**Problem**
Reproduce the data below word for word, beginning with the line that contains "Practice. Indicate each instance of the elbowed" and continuing through the line that contains "x=185, y=160", with both of those lines included.

**Records supplied**
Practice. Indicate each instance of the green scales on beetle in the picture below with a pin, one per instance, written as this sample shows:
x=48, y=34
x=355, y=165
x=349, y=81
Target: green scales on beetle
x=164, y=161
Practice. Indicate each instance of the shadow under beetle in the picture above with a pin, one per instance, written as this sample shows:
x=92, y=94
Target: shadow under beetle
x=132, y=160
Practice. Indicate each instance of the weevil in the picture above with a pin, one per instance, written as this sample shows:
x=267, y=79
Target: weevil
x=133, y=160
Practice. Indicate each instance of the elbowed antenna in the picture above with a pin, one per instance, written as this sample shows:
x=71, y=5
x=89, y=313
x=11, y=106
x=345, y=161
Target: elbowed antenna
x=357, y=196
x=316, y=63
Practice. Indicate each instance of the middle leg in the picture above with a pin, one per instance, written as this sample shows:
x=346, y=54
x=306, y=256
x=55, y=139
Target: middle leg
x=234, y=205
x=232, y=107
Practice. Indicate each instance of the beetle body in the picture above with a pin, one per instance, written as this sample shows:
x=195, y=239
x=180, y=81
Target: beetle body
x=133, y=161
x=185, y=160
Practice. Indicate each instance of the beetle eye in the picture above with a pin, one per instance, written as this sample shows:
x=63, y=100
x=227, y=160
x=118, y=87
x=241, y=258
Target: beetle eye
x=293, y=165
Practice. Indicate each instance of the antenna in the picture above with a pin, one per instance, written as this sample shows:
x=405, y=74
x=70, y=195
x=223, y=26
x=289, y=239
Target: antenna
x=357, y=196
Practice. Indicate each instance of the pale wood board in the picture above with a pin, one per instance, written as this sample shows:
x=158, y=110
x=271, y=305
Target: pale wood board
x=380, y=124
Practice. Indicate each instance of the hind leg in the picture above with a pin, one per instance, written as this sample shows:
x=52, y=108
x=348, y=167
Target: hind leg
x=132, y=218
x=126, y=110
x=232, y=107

**Correct answer**
Practice. Indicate each instance of the elbowed antenna in the picture above with a pin, one per instance, written as this sample shows:
x=71, y=5
x=89, y=313
x=11, y=106
x=345, y=161
Target: elbowed antenna
x=357, y=196
x=316, y=63
Practice. Indicate each instance of the middle leg in the picture above with a pin, one per instance, written as this sample shows:
x=346, y=54
x=306, y=256
x=55, y=139
Target: middle leg
x=234, y=205
x=232, y=107
Practice. Indicate each instance of the beetle body in the picture above with a pin, one per instance, written as this sample shows:
x=195, y=239
x=180, y=81
Target: beetle body
x=133, y=161
x=185, y=160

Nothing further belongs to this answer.